Supplied text:

ABSTRACT
Neuroinflammation affects dopamine metabolism and produces a set of symptoms known as sickness behavior, including fever, anhedonia, anorexia, weight loss, decreased sociability and mobility, and cognitive impairment. Motor and cognitive impairments related to sickness behavior are associated with dopamine (DA) metabolism imbalance in the prefrontal cortex. Lipopolysaccharide (LPS) administration induces neuroinflammation and causes sickness behavior in mice, while physical exercise has anti-inflammatory properties and may attenuate sickness behavior and DA impairment. We investigated the effect of exercise on DA levels and sickness behavior induced by LPS in mice. Adult Swiss male mice (8–10 weeks, 47.1 ± 0.7 g, n=495) performed six weeks of voluntary exercise in free-running wheels (RW group) or had the blocked wheel in their cages (sedentary, SED group). After six weeks of exercise, both groups received an intraperitoneal injection (i.p.) of either saline (SAL) or LPS (0.33 mg/kg, i.p.). All animals were submitted to behavioral tests for sickness behavior assessment (fatigue, locomotion, anhedonia, and social interaction). Neuroinflammation markers and DA metabolism were assessed in the prefrontal cortex. LPS administration provoked anorexia, body weight loss, impaired motor function, social withdrawal, and anhedonia. This sickness behavior was accompanied by reduced cortical DA metabolism and its metabolite, 3,4-dihydroxyphenylacetic acid (DOPAC). Neuroinflammation was confirmed through increased levels of the proinflammatory cytokines IL-1β and IL-6. Inflammation was also confirmed in the blood by an increased content of IL-1β. Physical exercise intervention prevented animals from neurochemical, biochemical, and behavioral alterations. These findings provide new evidence of physical exercise’s potential as an environmental approach to treating neuroinflammatory conditions.
INTRODUCTION
Normal levels of inflammatory cytokines are essential for brain neurocircuitry maintenance [1]. However, exacerbated and chronic inflammation and excess of inflammatory cytokines affect neuronal integrity and the monoamine neurotransmitter system in the brain, producing a range of behavioral disturbances consistent with dopamine (DA) function changes [2]. Sickness behavior is a set of symptoms induced by increased inflammatory cytokines due to viral infections, neuroinflammation, or even immune trauma [3–8]. Sickness behavior’s primary symptomatology is fever, anhedonia, anorexia, weight loss, decreased sociability, mobility, and cognitive impairment [9, 10]. Although sickness behavior has been described as a conservation-withdrawal behavioral state due to metabolic constraints [11], its symptoms impair general activity, quality of life, daily and professional activities [10]. Motor and cognitive disturbances of sickness behavior are associated with DA metabolism imbalance in the prefrontal cortex [12–16].

[Point-per-instance localization data]
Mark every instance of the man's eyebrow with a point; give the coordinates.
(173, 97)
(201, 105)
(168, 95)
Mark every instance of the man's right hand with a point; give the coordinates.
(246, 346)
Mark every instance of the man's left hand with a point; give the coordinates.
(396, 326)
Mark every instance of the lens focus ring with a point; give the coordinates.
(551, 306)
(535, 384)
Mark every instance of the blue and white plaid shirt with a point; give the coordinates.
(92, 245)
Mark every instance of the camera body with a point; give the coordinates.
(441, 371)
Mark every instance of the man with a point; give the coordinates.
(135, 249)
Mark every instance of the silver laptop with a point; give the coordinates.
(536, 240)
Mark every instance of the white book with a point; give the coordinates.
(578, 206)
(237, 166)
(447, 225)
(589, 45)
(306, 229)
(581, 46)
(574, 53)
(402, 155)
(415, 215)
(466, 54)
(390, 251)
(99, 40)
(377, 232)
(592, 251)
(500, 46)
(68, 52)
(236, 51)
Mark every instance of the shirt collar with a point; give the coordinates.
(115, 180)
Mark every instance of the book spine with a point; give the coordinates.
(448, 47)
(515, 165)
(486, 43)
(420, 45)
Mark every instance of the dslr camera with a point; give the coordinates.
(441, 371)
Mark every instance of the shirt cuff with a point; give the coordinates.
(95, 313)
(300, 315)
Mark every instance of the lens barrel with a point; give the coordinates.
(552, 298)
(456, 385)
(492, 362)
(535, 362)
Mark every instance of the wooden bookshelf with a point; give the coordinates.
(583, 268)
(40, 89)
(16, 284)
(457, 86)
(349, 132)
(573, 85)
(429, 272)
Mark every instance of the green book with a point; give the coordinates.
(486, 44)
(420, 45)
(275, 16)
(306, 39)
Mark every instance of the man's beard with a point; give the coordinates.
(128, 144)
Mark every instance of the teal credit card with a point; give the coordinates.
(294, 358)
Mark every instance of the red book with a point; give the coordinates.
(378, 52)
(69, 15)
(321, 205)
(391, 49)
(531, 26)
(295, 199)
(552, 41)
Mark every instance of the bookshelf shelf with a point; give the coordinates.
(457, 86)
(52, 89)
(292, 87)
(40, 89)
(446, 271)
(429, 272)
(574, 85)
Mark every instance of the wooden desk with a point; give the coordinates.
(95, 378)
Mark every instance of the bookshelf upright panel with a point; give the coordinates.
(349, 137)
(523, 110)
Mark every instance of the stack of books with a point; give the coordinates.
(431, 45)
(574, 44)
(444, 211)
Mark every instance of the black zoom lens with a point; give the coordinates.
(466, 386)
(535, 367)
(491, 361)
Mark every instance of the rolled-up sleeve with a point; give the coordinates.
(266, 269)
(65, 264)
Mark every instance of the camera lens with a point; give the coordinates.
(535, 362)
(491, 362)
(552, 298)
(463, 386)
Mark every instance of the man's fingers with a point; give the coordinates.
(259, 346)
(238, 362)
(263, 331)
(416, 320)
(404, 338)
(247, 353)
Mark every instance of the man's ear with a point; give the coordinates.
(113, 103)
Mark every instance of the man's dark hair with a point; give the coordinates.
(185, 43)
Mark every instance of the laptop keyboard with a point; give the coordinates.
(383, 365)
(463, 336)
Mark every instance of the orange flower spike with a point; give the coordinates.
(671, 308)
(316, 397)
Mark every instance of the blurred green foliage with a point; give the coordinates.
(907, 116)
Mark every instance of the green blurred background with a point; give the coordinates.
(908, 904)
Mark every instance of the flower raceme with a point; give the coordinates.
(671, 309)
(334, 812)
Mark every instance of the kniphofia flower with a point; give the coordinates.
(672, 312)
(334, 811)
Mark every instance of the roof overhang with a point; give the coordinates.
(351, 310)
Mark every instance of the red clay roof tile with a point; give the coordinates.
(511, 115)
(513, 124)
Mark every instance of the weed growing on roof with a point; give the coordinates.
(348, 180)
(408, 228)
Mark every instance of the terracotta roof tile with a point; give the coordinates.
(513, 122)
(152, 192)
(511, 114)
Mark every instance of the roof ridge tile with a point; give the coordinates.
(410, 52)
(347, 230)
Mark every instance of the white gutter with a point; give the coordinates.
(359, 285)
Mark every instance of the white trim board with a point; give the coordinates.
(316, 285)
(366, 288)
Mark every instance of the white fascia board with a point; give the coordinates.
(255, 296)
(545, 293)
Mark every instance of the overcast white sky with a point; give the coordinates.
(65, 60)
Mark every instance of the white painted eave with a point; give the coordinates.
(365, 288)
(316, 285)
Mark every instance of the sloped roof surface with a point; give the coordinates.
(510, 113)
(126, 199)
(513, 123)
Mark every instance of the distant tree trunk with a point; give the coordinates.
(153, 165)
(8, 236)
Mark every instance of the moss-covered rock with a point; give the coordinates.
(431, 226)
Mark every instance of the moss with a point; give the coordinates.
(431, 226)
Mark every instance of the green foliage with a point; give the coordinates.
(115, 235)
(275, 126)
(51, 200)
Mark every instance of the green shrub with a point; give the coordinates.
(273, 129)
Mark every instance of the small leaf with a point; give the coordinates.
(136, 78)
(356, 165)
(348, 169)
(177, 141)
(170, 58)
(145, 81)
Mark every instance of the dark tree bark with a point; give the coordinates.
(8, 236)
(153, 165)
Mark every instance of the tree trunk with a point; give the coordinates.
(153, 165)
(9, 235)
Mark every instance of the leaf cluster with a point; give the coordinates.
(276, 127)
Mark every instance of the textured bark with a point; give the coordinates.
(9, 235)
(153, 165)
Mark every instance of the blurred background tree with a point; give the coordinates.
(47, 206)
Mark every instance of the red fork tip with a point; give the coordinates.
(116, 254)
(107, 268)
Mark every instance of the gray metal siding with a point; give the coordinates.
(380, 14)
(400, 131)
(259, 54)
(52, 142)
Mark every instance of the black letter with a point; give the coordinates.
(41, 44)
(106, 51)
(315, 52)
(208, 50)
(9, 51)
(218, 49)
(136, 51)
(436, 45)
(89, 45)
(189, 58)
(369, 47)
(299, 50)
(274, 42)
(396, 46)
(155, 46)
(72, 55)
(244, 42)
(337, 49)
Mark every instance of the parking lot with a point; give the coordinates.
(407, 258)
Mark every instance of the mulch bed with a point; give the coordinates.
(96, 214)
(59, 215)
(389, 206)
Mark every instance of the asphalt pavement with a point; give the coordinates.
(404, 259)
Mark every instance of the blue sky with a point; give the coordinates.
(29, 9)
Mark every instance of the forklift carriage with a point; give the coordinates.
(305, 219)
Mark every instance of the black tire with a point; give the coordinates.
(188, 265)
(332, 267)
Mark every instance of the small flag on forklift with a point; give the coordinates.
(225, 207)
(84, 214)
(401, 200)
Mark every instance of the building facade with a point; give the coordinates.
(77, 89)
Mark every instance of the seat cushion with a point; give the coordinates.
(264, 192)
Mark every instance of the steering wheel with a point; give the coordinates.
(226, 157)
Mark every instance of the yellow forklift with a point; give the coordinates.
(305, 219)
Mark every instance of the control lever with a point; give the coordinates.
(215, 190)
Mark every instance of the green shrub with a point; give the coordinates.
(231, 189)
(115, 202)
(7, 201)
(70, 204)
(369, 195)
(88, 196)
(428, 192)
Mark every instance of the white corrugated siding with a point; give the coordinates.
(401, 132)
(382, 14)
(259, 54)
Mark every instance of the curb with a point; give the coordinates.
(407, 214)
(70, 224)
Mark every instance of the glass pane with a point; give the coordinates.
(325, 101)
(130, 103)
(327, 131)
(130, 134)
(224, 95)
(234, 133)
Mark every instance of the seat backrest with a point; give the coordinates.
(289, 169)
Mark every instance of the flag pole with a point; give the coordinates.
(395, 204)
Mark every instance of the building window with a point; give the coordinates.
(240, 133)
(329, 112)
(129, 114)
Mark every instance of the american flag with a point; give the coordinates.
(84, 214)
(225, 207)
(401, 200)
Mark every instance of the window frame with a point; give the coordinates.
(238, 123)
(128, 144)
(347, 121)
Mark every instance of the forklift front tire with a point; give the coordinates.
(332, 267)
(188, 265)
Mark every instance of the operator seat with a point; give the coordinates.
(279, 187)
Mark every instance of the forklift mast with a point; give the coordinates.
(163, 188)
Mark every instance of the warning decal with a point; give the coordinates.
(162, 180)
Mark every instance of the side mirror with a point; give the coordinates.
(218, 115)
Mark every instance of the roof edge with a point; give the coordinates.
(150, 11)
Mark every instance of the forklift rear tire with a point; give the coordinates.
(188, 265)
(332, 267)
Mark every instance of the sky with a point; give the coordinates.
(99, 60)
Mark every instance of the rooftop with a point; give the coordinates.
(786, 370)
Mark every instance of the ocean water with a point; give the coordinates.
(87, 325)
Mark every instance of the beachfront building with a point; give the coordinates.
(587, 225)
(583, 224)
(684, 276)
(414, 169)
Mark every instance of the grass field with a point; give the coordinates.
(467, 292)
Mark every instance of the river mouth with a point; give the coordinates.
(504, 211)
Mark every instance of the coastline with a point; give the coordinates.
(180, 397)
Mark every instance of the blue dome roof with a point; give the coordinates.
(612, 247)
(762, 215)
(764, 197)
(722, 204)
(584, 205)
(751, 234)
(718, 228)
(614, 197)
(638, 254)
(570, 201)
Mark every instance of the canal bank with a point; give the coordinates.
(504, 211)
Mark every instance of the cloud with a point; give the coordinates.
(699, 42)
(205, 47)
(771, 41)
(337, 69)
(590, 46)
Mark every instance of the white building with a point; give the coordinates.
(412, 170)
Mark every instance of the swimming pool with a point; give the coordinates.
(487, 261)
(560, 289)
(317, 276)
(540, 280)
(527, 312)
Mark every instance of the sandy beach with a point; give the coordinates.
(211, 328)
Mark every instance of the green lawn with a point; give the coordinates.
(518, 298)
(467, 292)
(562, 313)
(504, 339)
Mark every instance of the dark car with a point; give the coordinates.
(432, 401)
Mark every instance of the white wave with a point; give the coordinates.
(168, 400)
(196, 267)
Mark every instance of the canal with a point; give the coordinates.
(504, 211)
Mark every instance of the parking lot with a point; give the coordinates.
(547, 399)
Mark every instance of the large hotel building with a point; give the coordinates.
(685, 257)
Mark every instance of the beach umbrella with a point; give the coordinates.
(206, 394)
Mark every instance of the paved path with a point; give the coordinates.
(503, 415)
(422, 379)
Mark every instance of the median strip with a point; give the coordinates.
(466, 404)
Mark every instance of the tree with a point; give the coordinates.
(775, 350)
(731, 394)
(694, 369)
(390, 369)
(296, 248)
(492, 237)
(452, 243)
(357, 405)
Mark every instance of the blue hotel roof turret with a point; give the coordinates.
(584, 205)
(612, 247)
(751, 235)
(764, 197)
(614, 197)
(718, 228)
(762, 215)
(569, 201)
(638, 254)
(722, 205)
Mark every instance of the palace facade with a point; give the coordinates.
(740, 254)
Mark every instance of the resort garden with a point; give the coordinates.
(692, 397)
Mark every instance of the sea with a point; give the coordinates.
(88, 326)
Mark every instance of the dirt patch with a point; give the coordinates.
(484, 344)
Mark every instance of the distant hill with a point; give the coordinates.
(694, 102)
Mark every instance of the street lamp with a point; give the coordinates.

What to produce: Continue the text on exercise and LPS-induced sickness behavior in mice, picking up after its final sentence.

Answer area:
Lipopolysaccharide (LPS) is an endotoxin present in the outer membrane of Gram-negative bacteria [17] that increases the concentration of proinflammatory cytokines interleukin (IL)-1β, IL-6, and tumor necrosis factor-α (TNF-α) in the central nervous system (CNS) [8, 10, 18]. Neuroinflammation is a common mechanism in the pathogenesis of several neurodegenerative and psychiatric diseases, e.g., Alzheimer’s disease and Parkinson’s disease [16, 19, 20]. Proinflammatory cytokines may affect multiple aspects of DA neurotransmission, including DA synthesis, reuptake, or DA packing and release, reducing DA function [1]. Basal ganglia-mediated fatigue and decreased mobility are resistant to treatment with classical stimulant medications that increase dopamine transporter (DAT) mediated DA release and/or block DA reuptake, indicating cytokine effects on DA function may impair or avoid the mechanism of action of pharmacological treatment [21].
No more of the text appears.